=== Problem requirements ===
Each line below is to be written out once more, precisely as given.

=== Material for this task ===

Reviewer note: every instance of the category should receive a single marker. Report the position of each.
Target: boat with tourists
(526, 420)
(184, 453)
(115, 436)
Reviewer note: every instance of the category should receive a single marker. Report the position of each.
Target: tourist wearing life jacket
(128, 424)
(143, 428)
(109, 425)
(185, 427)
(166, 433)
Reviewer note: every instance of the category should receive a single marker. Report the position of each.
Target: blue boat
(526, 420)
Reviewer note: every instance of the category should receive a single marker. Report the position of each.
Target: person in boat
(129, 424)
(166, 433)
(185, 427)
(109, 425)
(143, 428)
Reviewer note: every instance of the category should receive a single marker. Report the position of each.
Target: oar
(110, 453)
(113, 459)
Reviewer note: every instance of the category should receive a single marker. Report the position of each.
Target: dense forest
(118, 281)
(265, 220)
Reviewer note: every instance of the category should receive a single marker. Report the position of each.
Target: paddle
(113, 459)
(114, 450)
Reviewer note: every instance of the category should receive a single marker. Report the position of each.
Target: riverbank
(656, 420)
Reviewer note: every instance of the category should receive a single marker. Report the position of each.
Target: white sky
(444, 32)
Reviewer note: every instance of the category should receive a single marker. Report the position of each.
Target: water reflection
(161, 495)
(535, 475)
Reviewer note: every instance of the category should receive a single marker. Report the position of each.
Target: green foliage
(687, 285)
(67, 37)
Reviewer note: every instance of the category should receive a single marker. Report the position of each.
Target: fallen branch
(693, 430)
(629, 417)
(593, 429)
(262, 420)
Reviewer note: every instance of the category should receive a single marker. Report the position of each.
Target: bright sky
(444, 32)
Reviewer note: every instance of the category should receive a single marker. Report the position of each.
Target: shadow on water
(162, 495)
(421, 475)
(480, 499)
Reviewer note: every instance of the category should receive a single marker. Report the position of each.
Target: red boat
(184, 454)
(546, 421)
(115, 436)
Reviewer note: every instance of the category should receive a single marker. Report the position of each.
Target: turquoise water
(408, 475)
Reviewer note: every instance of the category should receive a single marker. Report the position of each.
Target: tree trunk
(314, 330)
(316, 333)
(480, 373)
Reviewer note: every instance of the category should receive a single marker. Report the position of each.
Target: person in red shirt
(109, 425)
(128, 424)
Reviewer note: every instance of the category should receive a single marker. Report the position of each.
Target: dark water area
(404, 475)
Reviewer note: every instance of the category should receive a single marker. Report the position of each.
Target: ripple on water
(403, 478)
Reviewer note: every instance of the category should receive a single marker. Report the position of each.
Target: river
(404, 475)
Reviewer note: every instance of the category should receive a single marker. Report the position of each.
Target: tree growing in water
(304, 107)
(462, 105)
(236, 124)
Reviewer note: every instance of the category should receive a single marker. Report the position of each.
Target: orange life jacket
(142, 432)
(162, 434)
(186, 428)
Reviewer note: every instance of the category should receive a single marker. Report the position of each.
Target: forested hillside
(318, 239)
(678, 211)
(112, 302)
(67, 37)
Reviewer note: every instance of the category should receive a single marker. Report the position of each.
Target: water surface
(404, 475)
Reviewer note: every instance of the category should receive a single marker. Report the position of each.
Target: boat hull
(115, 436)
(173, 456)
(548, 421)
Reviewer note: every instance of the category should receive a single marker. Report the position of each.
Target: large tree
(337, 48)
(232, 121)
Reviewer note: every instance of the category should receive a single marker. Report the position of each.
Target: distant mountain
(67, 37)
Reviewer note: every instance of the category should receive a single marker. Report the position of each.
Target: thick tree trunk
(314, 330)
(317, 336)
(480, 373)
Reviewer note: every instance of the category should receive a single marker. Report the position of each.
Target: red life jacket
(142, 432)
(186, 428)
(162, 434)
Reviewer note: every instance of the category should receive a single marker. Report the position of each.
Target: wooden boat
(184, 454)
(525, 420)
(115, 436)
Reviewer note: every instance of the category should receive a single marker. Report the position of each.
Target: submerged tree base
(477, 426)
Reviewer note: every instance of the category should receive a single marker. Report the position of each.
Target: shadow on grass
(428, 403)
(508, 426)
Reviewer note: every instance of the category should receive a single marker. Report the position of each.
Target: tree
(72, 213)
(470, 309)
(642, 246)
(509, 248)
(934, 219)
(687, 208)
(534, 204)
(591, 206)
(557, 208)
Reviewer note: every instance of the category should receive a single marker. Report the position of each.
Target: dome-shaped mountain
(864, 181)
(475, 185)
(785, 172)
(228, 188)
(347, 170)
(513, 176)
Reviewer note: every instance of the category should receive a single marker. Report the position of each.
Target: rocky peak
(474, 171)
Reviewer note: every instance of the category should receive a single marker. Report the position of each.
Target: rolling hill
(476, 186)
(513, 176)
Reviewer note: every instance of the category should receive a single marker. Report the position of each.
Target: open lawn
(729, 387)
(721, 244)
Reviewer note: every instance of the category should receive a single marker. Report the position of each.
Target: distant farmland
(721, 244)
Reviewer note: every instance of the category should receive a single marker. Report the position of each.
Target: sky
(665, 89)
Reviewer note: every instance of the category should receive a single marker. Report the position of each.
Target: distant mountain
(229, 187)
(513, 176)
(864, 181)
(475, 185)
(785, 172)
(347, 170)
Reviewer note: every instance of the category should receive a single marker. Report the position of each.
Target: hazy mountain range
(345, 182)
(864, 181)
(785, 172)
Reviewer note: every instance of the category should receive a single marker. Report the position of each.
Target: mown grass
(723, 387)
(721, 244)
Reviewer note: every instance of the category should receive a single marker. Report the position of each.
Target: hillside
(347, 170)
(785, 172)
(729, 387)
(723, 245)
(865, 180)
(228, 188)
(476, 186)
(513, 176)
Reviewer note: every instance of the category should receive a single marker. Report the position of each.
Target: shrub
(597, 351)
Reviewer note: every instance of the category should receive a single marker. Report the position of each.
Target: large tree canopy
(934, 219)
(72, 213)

=== Output ===
Reviewer note: every instance of the category should receive a single marker. Report the position of each.
Target: boat with tourists
(526, 420)
(184, 453)
(115, 436)
Reviewer note: every instance of the category should receive a single marker. Report the position of each.
Target: tourist wearing life jacket
(128, 424)
(143, 428)
(109, 425)
(185, 427)
(166, 433)
Reviewer note: every instance of the category should receive a single marker. Report the position of each.
Target: blue boat
(526, 420)
Reviewer note: every instance of the category should receive a single marker. Report the position of each.
Target: person in boat
(129, 424)
(166, 433)
(185, 427)
(109, 425)
(143, 428)
Reviewer note: every instance of the category should receive a single marker. Report the position of each.
Target: oar
(110, 453)
(113, 459)
Reviewer note: every instance of the category should receive a single marker. Report the position of each.
Target: dense forest
(118, 281)
(265, 220)
Reviewer note: every instance of the category should receive a single marker. Report the position of each.
Target: paddle
(113, 459)
(114, 450)
Reviewer note: every instance of the category should receive a single marker. Report the position of each.
Target: riverbank
(656, 420)
Reviewer note: every instance of the category should receive a single marker. Report the position of each.
Target: white sky
(444, 32)
Reviewer note: every instance of the category should receive a single marker. Report the position of each.
Target: water reflection
(161, 495)
(535, 475)
Reviewer note: every instance of the category should receive a single marker. Report the position of each.
Target: green foliage
(687, 285)
(67, 37)
Reviewer note: every instance of the category should receive a single marker. Report the position of each.
Target: fallen branch
(693, 430)
(629, 417)
(593, 429)
(262, 420)
Reviewer note: every instance of the category should receive a single marker. Report the position of each.
Target: bright sky
(444, 32)
Reviewer note: every instance of the category should receive a single marker. Report the position of each.
Target: shadow on water
(162, 495)
(421, 475)
(480, 499)
Reviewer note: every instance of the category should receive a single marker. Report the position of each.
Target: red boat
(184, 454)
(546, 421)
(115, 436)
Reviewer note: every instance of the category should receive a single marker. Report the position of each.
Target: turquoise water
(408, 475)
Reviewer note: every instance of the category should receive a single marker. Report the position of each.
Target: tree trunk
(314, 330)
(316, 333)
(480, 373)
Reviewer note: every instance of the category should receive a single marker. Report the position of each.
Target: person in red shirt
(109, 425)
(128, 424)
Reviewer note: every instance of the category should receive a single marker. Report the position of each.
Target: dark water area
(404, 475)
Reviewer note: every instance of the category should receive a single marker. Report the position of each.
Target: ripple on water
(403, 478)
Reviewer note: every instance of the category should receive a single marker. Report the position of each.
Target: river
(404, 475)
Reviewer note: every instance of the category should receive a single marker. Report the position of each.
Target: tree growing in water
(304, 107)
(462, 105)
(236, 124)
Reviewer note: every instance of the category should receive a single marker. Report the position of each.
Target: orange life jacket
(142, 432)
(162, 434)
(186, 428)
Reviewer note: every instance of the category should receive a single marker. Report the position of each.
Target: forested hillside
(318, 239)
(678, 211)
(112, 302)
(67, 37)
Reviewer note: every instance of the category should receive a single marker. Report the position of each.
Target: water surface
(404, 475)
Reviewer note: every instance of the category should receive a single marker. Report the position of each.
Target: boat hull
(115, 436)
(173, 456)
(548, 421)
Reviewer note: every instance of the category should receive a single marker. Report the position of each.
Target: large tree
(337, 48)
(232, 121)
Reviewer note: every instance of the category should receive a single marker. Report the position of each.
Target: distant mountain
(67, 37)
Reviewer note: every instance of the category should receive a single marker. Report the position of each.
Target: thick tree trunk
(314, 330)
(317, 336)
(480, 373)
Reviewer note: every instance of the category should receive a single marker. Report the position of each.
Target: red life jacket
(142, 432)
(186, 428)
(162, 434)
Reviewer note: every instance of the category should receive a single marker. Report the position of each.
Target: wooden boat
(184, 454)
(525, 420)
(115, 436)
Reviewer note: every instance of the category should receive a single marker. Report the position of each.
Target: submerged tree base
(477, 426)
Reviewer note: every instance of the category should receive a single marker. Report the position of each.
Target: shadow on grass
(428, 403)
(508, 426)
Reviewer note: every instance of the category should receive a single marker. Report the position of each.
Target: tree
(72, 213)
(470, 309)
(642, 246)
(509, 248)
(934, 219)
(687, 208)
(534, 204)
(591, 206)
(557, 208)
Reviewer note: every instance of the category should receive a single marker. Report the position of each.
Target: dome-shaped mountain
(864, 181)
(475, 185)
(785, 172)
(228, 188)
(347, 170)
(513, 176)
Reviewer note: every instance of the category should receive a single marker. Report the position of each.
Target: rocky peak
(474, 171)
Reviewer note: every instance of the category should receive a single marker. Report the position of each.
Target: rolling hill
(476, 186)
(513, 176)
Reviewer note: every instance of the category should receive a single marker. Report the position of each.
Target: open lawn
(729, 387)
(721, 244)
Reviewer note: every instance of the category should receive a single marker. Report the position of each.
Target: distant farmland
(721, 244)
Reviewer note: every instance of the category should receive a single marker. Report the position of each.
Target: sky
(665, 89)
Reviewer note: every instance of the category should receive a single marker. Report the position of each.
Target: distant mountain
(229, 187)
(513, 176)
(864, 181)
(475, 185)
(785, 172)
(347, 170)
Reviewer note: every instance of the category should receive a single marker. Report the position of each.
Target: hazy mountain range
(345, 182)
(864, 181)
(785, 172)
Reviewer note: every instance of the category should receive a single marker. Report the position of each.
Target: mown grass
(723, 387)
(721, 244)
Reviewer note: every instance of the category should receive a single marker. Report the position of each.
Target: hillside
(347, 170)
(785, 172)
(729, 387)
(723, 245)
(865, 180)
(228, 188)
(476, 186)
(513, 176)
Reviewer note: every instance of the category should receive a single marker. Report the position of each.
Target: shrub
(597, 351)
Reviewer note: every instance of the category should receive a single marker. Report the position of each.
Target: large tree canopy
(934, 219)
(72, 213)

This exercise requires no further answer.